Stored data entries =
= = = = = = =
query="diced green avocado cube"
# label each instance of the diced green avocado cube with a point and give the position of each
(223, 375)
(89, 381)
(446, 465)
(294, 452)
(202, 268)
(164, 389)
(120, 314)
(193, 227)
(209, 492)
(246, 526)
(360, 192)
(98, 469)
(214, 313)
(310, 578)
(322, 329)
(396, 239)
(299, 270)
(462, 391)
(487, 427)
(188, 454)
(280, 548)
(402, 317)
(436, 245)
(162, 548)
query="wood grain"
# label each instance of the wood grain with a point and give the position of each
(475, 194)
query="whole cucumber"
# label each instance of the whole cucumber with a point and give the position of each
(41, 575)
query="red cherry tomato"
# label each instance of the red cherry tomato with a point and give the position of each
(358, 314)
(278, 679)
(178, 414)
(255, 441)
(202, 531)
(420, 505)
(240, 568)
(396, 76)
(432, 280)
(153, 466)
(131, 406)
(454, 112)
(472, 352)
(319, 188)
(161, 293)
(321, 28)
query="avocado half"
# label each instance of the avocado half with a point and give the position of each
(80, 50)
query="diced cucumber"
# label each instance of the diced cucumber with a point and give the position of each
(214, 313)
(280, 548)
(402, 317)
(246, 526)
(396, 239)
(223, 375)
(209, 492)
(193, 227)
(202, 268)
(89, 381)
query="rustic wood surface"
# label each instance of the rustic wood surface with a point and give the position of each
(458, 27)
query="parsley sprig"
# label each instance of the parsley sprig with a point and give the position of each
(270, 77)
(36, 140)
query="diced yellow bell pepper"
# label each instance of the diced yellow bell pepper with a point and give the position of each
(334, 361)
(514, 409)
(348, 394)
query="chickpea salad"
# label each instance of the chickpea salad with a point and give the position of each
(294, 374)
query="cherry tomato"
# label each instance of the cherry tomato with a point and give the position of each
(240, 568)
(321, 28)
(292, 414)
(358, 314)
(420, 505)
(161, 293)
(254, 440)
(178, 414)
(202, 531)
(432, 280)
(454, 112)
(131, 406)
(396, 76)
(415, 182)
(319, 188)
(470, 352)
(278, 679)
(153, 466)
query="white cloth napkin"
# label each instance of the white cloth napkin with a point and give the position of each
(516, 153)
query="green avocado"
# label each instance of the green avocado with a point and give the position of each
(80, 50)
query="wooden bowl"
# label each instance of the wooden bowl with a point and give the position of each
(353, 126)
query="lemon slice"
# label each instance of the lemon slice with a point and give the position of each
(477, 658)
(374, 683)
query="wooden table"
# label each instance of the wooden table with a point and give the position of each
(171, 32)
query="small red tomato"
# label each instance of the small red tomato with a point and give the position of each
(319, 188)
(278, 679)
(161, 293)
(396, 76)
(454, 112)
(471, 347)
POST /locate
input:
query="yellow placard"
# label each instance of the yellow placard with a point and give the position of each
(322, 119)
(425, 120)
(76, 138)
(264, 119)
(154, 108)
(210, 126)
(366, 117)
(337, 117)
= = = = = = =
EXERCISE BRIEF = Retype each record. Keep every character as it is.

WRITTEN REPLY =
query="diced green avocado cube"
# label each instance of the diced green avocado cube with a point and give the position of each
(223, 375)
(89, 381)
(446, 465)
(294, 452)
(202, 268)
(164, 389)
(120, 314)
(193, 227)
(209, 492)
(246, 526)
(360, 192)
(98, 469)
(214, 313)
(310, 578)
(322, 329)
(396, 239)
(299, 270)
(462, 391)
(487, 427)
(188, 454)
(280, 548)
(402, 317)
(436, 245)
(162, 548)
query="wood grain"
# label each instance of the wood grain with a point and give the position of each
(475, 194)
query="whole cucumber"
# label each instance of the whole cucumber with a point and give the position of each
(41, 575)
query="red cherry tomato"
# label each instance of the red cherry tomato with a point and give the position of each
(358, 314)
(278, 679)
(178, 414)
(255, 441)
(202, 531)
(420, 505)
(240, 568)
(396, 76)
(432, 280)
(153, 466)
(131, 406)
(454, 112)
(472, 352)
(319, 188)
(161, 293)
(321, 28)
query="avocado half"
# label each instance of the avocado half with a point and give the position of each
(80, 50)
query="diced cucumber"
# label each instance of the diced cucumber with a point and give the position of each
(214, 313)
(280, 548)
(402, 317)
(246, 526)
(396, 239)
(223, 375)
(209, 492)
(193, 227)
(202, 268)
(89, 381)
query="rustic wood surface"
# label each instance of the rustic wood surface with a point and give the position of each
(458, 27)
query="parsley sprig"
# label each instance of the parsley sprig with a point and give the position of each
(270, 77)
(36, 140)
query="diced yellow bell pepper"
# label each instance of the diced yellow bell pepper with a point and give the position of each
(334, 361)
(514, 409)
(348, 394)
query="chickpea salad"
# label each instance of the chickpea salad with a point and give the position of each
(294, 374)
query="cherry tomato"
# label each instance of the cherry tomato with a point and give the position of each
(240, 568)
(321, 28)
(292, 414)
(358, 314)
(420, 505)
(161, 293)
(254, 440)
(178, 414)
(202, 531)
(432, 280)
(454, 112)
(131, 406)
(396, 76)
(415, 182)
(319, 188)
(470, 352)
(278, 679)
(153, 466)
query="white cloth napkin"
# label each instance of the white cloth napkin with a point and give the position of each
(516, 153)
query="green avocado"
# label each instance of the green avocado with a point and give the position of each
(80, 50)
query="wooden bowl"
# label each instance of the wooden bowl with a point and give the position of each
(353, 126)
query="lemon slice"
# label each instance of the lemon slice with a point and give the position of each
(477, 658)
(374, 683)
query="wooden table"
# label each instance of the wooden table with a point and give the position of each
(171, 32)
query="small red tomato"
# label each instance of the small red tomato with a point and give the position of each
(319, 188)
(278, 679)
(161, 293)
(396, 76)
(454, 112)
(471, 347)
POST /locate
input:
query="yellow placard"
# label each instance of the yellow placard with a point and give the position of each
(322, 119)
(425, 120)
(76, 138)
(264, 119)
(154, 108)
(210, 126)
(366, 117)
(337, 117)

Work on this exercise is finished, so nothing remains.